Stored items
BEGIN

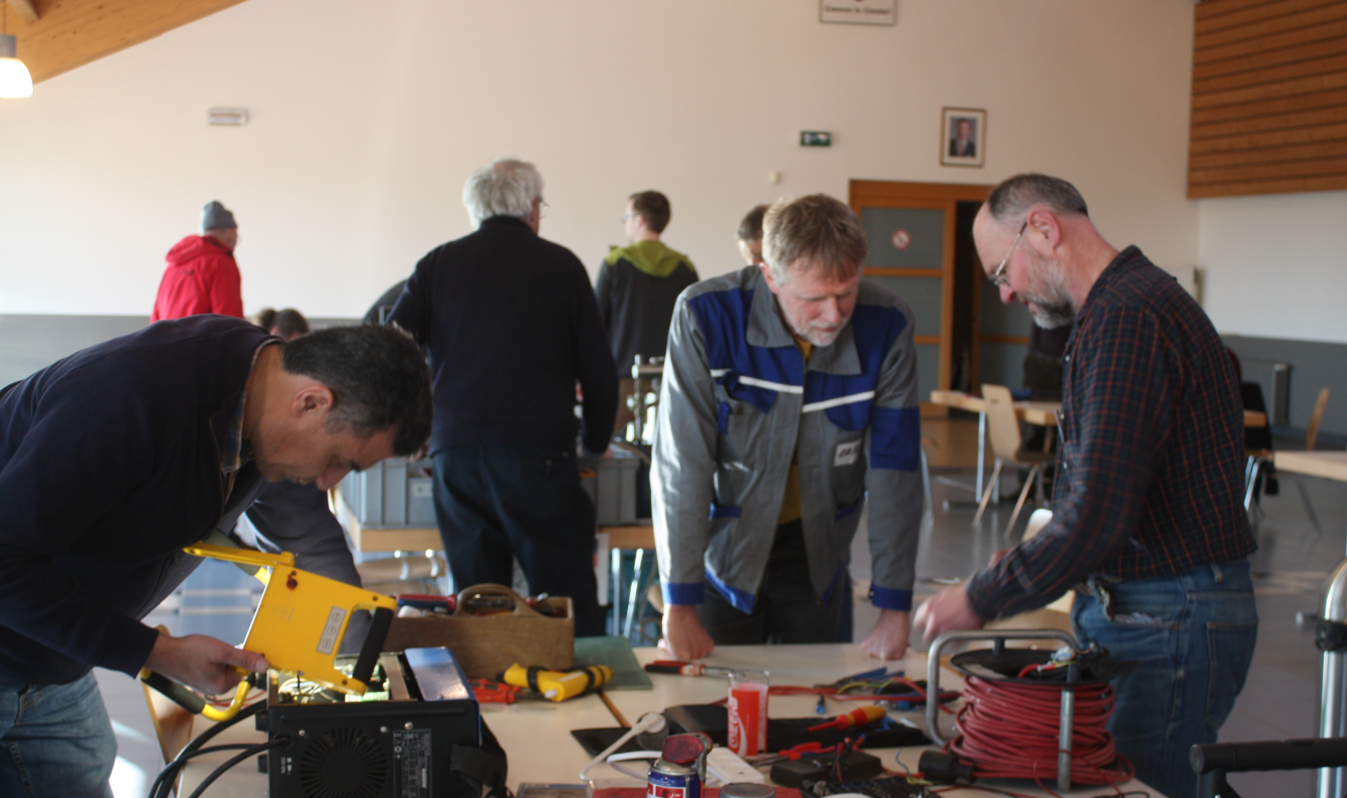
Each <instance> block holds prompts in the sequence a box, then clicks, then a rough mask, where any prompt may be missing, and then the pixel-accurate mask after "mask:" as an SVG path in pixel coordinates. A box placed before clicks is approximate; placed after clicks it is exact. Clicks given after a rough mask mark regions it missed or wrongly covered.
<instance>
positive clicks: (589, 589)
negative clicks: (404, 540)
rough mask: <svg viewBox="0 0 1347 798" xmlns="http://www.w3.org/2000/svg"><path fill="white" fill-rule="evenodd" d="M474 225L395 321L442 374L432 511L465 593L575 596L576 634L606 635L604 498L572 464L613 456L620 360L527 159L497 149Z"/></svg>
mask: <svg viewBox="0 0 1347 798" xmlns="http://www.w3.org/2000/svg"><path fill="white" fill-rule="evenodd" d="M463 204H465V205H466V206H467V212H469V216H470V217H471V218H473V221H474V224H477V225H478V229H477V232H474V233H471V235H467V236H465V237H462V239H458V240H455V241H449V243H447V244H442V245H439V247H436V248H435V249H432V251H431V252H430V253H428V255H426V256H424V257H423V259H422V260H420V263H418V264H416V271H415V272H412V276H411V278H409V279H408V280H407V287H405V288H404V290H403V295H401V297H400V298H399V301H397V305H396V306H395V307H393V313H392V315H391V317H389V319H388V322H389V324H395V325H399V326H401V328H403V329H405V330H407V332H409V333H411V334H412V336H414V337H415V338H416V340H418V341H420V342H422V344H424V346H426V350H427V355H428V356H430V364H431V371H432V372H434V375H435V421H434V429H432V431H431V445H430V453H431V457H432V458H434V462H435V468H434V473H435V515H436V519H438V520H439V532H440V536H442V538H443V541H445V551H446V554H447V557H449V569H450V573H451V576H453V577H454V585H455V589H459V590H462V589H463V588H467V586H470V585H475V584H481V582H497V584H505V585H508V584H511V577H512V567H513V563H512V558H517V559H519V562H520V566H521V567H523V569H524V574H525V576H527V577H528V586H529V590H532V592H535V593H551V594H554V596H570V597H571V600H572V601H574V605H575V634H577V635H601V634H602V632H603V615H602V611H601V609H599V607H598V588H597V582H595V580H594V507H593V504H591V503H590V500H589V496H586V495H585V491H583V489H582V488H581V479H579V468H578V465H577V450H575V434H577V419H575V414H574V407H575V383H577V380H578V381H579V386H581V390H582V394H583V434H582V439H583V446H585V449H587V450H589V452H591V453H595V454H597V453H606V452H607V438H609V434H610V433H612V430H613V417H614V415H616V412H617V367H616V365H614V363H613V355H612V353H610V352H609V348H607V337H606V336H605V333H603V324H602V322H601V321H599V313H598V303H597V301H595V299H594V290H593V288H591V287H590V283H589V275H587V274H586V272H585V267H583V266H582V264H581V262H579V259H577V257H575V255H574V253H571V251H570V249H566V248H564V247H562V245H559V244H554V243H551V241H547V240H544V239H541V237H539V235H537V228H539V220H540V218H541V216H543V212H544V209H546V202H543V178H541V175H540V174H539V173H537V168H536V167H533V164H532V163H525V162H520V160H512V159H498V160H494V162H492V163H489V164H486V166H484V167H482V168H480V170H477V171H475V173H474V174H473V175H471V177H470V178H469V179H467V183H466V185H465V186H463Z"/></svg>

END

ASSIGNED TASK:
Omit the pictures; set down each record exactly.

SOLUTION TO THE EXERCISE:
Each <instance> block holds prompts in the sequence a box, then clicks, then a rough mask, where any prompt may be missing, and then the pixel-accurate mask after "mask:" as an SVG path in pixel coordinates. A box placed before clicks is approximate; placed after clicks it is exact. Clicks given after a rough mask mark regions it missed or wrongly covered.
<instance>
positive clicks: (589, 589)
negative clicks: (404, 540)
rough mask: <svg viewBox="0 0 1347 798" xmlns="http://www.w3.org/2000/svg"><path fill="white" fill-rule="evenodd" d="M474 225L395 321L442 374L432 511L465 593L575 596L576 634L606 635L604 498L572 464L613 456L620 360L527 159L497 149Z"/></svg>
mask: <svg viewBox="0 0 1347 798" xmlns="http://www.w3.org/2000/svg"><path fill="white" fill-rule="evenodd" d="M463 204H465V205H466V206H467V212H469V216H470V217H471V218H473V221H474V224H477V225H478V229H477V232H474V233H471V235H467V236H465V237H462V239H458V240H455V241H449V243H447V244H442V245H439V247H436V248H435V249H432V251H431V252H430V253H428V255H426V256H424V257H423V259H422V260H420V263H418V264H416V271H415V272H412V276H411V278H409V279H408V280H407V287H405V288H404V290H403V295H401V297H400V298H399V301H397V305H396V306H395V307H393V313H392V315H391V317H389V319H388V322H389V324H395V325H399V326H401V328H403V329H405V330H407V332H409V333H411V334H412V336H414V337H415V338H416V340H418V341H420V342H422V344H424V346H426V350H427V355H428V356H430V364H431V371H432V372H434V375H435V421H434V429H432V431H431V445H430V453H431V457H432V458H434V462H435V468H434V473H435V515H436V519H438V520H439V532H440V536H442V538H443V541H445V551H446V554H447V557H449V569H450V573H451V576H453V577H454V585H455V589H459V590H462V589H463V588H467V586H470V585H475V584H481V582H497V584H505V585H508V584H511V577H512V567H513V563H512V558H517V559H519V562H520V566H521V567H523V569H524V574H525V576H527V577H528V586H529V590H532V592H535V593H551V594H554V596H570V597H571V600H572V601H574V605H575V634H577V635H601V634H602V632H603V615H602V611H601V609H599V607H598V588H597V582H595V580H594V507H593V504H591V503H590V500H589V496H586V495H585V491H583V489H582V488H581V479H579V468H578V465H577V450H575V434H577V419H575V414H574V407H575V383H577V380H578V381H579V386H581V390H582V394H583V434H582V439H583V446H585V449H587V450H589V452H591V453H595V454H597V453H606V452H607V438H609V434H610V433H612V430H613V417H614V415H616V412H617V367H616V365H614V363H613V355H612V353H610V352H609V348H607V337H606V336H605V333H603V324H602V322H601V321H599V313H598V303H597V301H595V299H594V290H593V288H591V287H590V283H589V275H587V274H586V272H585V267H583V266H582V264H581V262H579V259H577V257H575V255H574V253H571V251H570V249H566V248H564V247H562V245H559V244H554V243H551V241H547V240H544V239H541V237H539V235H537V228H539V220H540V218H541V216H543V212H544V209H546V202H543V178H541V175H540V174H539V173H537V168H536V167H533V164H532V163H525V162H520V160H512V159H498V160H494V162H492V163H489V164H486V166H484V167H482V168H480V170H477V171H475V173H474V174H473V175H471V177H470V178H469V179H467V183H466V185H465V186H463Z"/></svg>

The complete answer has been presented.